Jobs
A: Answer these questions from the excerpt on George C. Marshall and the Army, one line each, marked (i), (ii) and (iii):
(i) How many names on the senior generals' rank list did FDR pass over in choosing Marshall?
(ii) Which retiring general did Marshall succeed as Army Chief of Staff?
(iii) How often were joint two-week maneuvers held?
B: Extend the excerpt on George C. Marshall and the Army past its final sentence.
━━━━━ Excerpt provided ━━━━━
Roosevelt gave a startled look, and the outspoken Marshall received expressions of sympathy from the other conferees, who feared that his promising tour of duty in Washington was about to come to a swift end. But they underestimated both the president and the general, and stiff formalities were observed. FDR never again called Marshall “George” in public, and the general always called FDR “Mr. President.” He refused to succumb to the well-known Roosevelt charm and determined never to laugh at his jokes.

On April 23 (St. George’s Day), 1939, FDR made one of the most significant choices of his presidency. Vaulting over 34 names on the senior generals’ rank list, he asked Marshall to succeed retiring General Malin Craig as Army Chief of Staff. In a hasty ceremony at the old Munitions Building in the nation’s capital, Marshall took the oath of office on Friday, September 1, 1939, the day that Germany invaded Poland and World War II began. He was promoted automatically to four-star rank.

Revitalizing the Army: “A Fight for its Very Life”

Wearing the five stars of General of the Army rank, U.S. Army Chief of Staff George C. Marshall sat for this portrait following the end of World War II. Marshall went on to serve as U.S. Secretary of State and formulate the Marshall Plan to rehabilitate warravaged Europe.
Wearing the five stars of General of the Army rank, U.S. Army Chief of Staff George C. Marshall sat for this portrait following the end of World War II. Marshall went on to serve as U.S. Secretary of State and formulate the Marshall Plan to rehabilitate warravaged Europe.

With Great Britain and France allied against Germany and the expansionist Japanese rampaging in China and threatening stability throughout the Far East, Marshall faced the possibility of both a global conflict and a mammoth task at home. The U.S. Army was a threat to no one. Its divisions were half under strength and scattered, it had no combat-ready units, and joint two-week maneuvers were conducted only every fourth year. “During the lean years,” he observed, “the Army’s fight for personnel was a fight for its very life.”
━━━━━ Dataset extract ━━━━━
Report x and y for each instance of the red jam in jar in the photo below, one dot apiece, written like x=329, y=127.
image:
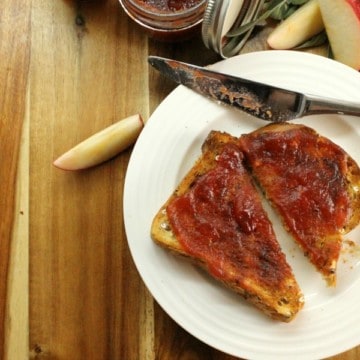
━━━━━
Outputs for the tasks
A:
(i) 34
(ii) General Malin Craig
(iii) Only every fourth year

B:
Enthusiasm and resources for a large army were lacking. Instead of 800 men, many infantry battalions could muster only 200, including clerks and cooks, and equipment was hopelessly obsolete and inadequate. Marshall was no interventionist, but it was his responsibility to prepare the Army for a modern war. Despite opposition from the Navy, the Air Corps, isolationists, Congress, and even the president, Marshall went to work with decisiveness and often drastic moves. He gave his best effort.

Reorganizing the Military Bureaucracy

Marshall set out early to reorganize the War Department, where the thinking and bureaucracy had advanced little since 1919. He sought to create “some kind of organization that would give the chief of staff time to devote to strategic policy and the strategic aspects and direction of the war.” There were too many people reporting to him, and too many forced to approve too many documents before the War Department shambled into action.

The major change was the elimination of the fiefdoms of the major generals commanding the infantry, cavalry, field artillery, and coast artillery, each of whom jealously guarded his service branch and personal prerogatives. Marshall was intent on creating a unified, efficient army rather than a loose collection of separate services. The reorganization was undertaken by a committee headed by blunt, ruthless Maj. Gen. Joseph T. McNarney, a former Air Corps pilot.

Efficiency was stressed, and the men immediately below Marshall were given increased authority. Instead of 60 officers having access to the chief of staff, the plan reduced the number to six. Nevertheless, Marshall often plumbed the lower ranks to hear from younger men with worthwhile ideas. The new Army was made up of three commands—the Ground Forces, led by the bantam, energetic Lt. Gen. Lesley J. McNair, Marshall’s longtime friend from World War I; the Services of Supply, under Lt. Gen. Brehon B. Somervell, a hard taskmaster; and the Army Air Forces, commanded by genial Lt. Gen. Henry H. Arnold. For his command post, Marshall reorganized the War Plans Division and renamed it the Operations Division.

Arnold had the authority to mold the Army Air Forces into an effective bombardment and pursuit force capable of challenging the powerful Luftwaffe, while Somervell was responsible for procurement, supply, support services, morale, and military justice. McNair had the job of turning loosely disciplined, unmotivated ground troops into a fighting army. Regarded by Marshall as “the brains of the Army,” McNair recognized the primacy of the foot soldier. “Our Army is no better than its infantry,” he pointed out, “and victory will come only when and as our infantry gains it. The price will be predominantly what the infantry pays.”

Working with the Executive Branch

While undertaking the massive reorganization, Marshall also found time to institute another reform in America’s military command structure. His plan to reorganize the Joint Chiefs of Staff proved to be one of his most enduring achievements.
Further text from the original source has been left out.